### PASSAGE TO READ
......

Armed Forces as Institutions
The three centuries after about 1500 saw the establishment of permanent ‘standing' armies and navies as the institutionalised means to project state power, chiefly externally, but also against internal opponents.
The literature of the past sixty years has stressed technological changes as promoting the consolidation and expansion of permanent forces. Central to this interpretation is the idea of a Military Revolution originally applied to 1560-1660, and later extended not merely temporally to 1500-1800 but spatially from being a purely European phenomenon to become an allegedly global one.[294] Though differing in emphasis, most interpretations following this line emphasise the impact of gunpowder technology in transforming how wars were fought on both land and sea. This transformation supposedly called for forces to be reorganised and reconfigured both tactically and strategically, prompting their growing permanence and size, which in turn impacted on state and society.In particular, land warfare came to be dominated by infantry formed into relatively large, standardised units trained to combine shock and firepower. The balance between shock and firepower shifted in favour of the latter around 1630 as improved, lighter handguns were introduced. Armies sought to maximise firepower by thinning while extending infantry formations, producing a form of linear tactics which persisted into the 1840s when renewed improvements in firearms prompted the introduction of looser, deeper formations. Siege warfare was transformed by new fortification techniques known as the trace italienne, developed in the later fifteenth century but making their full impact from about 1560, which shifted to defence in depth to protect towns and fortresses against the new, far more powerful artillery. That artillery was also deployed at sea, especially from the 1570s, eventually shifting naval warfare from ships as floating platforms for soldiers to attack the enemy by boarding, to ships capable of sinking or disabling opponents through long-distance artillery fire.

......

### STORED ROWS
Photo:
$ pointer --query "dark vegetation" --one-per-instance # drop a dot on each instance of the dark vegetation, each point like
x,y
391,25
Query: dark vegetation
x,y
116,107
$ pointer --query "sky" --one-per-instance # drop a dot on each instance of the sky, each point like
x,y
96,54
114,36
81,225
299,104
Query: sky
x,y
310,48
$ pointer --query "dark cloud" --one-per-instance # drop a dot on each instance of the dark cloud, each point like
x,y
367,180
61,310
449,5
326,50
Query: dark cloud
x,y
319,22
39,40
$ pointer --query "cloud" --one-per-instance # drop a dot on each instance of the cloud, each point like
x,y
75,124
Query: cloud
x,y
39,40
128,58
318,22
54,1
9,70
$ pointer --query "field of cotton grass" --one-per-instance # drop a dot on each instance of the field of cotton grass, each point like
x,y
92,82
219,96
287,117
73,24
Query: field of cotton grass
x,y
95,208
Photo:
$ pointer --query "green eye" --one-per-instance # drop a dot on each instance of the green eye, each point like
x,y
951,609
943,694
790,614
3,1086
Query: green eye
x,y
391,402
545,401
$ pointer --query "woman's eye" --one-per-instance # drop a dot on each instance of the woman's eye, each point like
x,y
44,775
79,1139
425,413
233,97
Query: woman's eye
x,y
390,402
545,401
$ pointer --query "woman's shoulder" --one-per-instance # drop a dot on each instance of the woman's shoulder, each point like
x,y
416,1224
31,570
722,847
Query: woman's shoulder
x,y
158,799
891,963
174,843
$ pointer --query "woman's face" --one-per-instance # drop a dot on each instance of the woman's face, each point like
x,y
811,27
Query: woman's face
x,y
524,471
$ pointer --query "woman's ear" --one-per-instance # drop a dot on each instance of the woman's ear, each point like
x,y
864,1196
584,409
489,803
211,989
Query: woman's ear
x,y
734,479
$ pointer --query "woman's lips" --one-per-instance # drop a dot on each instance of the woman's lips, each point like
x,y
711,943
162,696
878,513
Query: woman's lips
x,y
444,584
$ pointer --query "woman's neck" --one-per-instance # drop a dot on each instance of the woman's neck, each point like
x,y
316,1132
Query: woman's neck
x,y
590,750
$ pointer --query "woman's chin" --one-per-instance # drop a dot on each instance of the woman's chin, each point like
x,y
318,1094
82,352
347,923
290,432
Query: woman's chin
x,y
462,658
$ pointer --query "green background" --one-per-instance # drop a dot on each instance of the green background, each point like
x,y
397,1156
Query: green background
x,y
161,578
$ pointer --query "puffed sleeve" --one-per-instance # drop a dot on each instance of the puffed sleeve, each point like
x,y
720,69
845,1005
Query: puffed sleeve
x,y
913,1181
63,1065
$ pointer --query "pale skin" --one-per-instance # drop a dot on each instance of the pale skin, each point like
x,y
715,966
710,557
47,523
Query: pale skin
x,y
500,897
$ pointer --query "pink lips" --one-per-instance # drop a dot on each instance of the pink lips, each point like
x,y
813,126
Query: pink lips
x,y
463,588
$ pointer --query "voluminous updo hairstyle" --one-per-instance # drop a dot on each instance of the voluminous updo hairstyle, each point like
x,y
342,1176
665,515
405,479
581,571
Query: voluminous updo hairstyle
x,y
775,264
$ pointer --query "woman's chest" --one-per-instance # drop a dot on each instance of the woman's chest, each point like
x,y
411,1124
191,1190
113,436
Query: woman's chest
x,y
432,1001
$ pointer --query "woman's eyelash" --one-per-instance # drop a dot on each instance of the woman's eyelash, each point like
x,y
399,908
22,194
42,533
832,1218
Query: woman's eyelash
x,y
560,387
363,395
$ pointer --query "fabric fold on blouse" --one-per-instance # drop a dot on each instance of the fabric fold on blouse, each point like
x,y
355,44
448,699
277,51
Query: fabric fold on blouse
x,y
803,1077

......

### STATED PROBLEM 1
Please extract the section of the passage on armed forces starting at "Armed Forces as" and ending at "against internal opponents.".
### STATED PROBLEM 2
In the passage on armed forces, around what year did the balance between shock and firepower shift in favor of firepower?

### RESULT 1
Armed Forces as Institutions
The three centuries after about 1500 saw the establishment of permanent ‘standing' armies and navies as the institutionalised means to project state power, chiefly externally, but also against internal opponents.

### RESULT 2
Around 1630.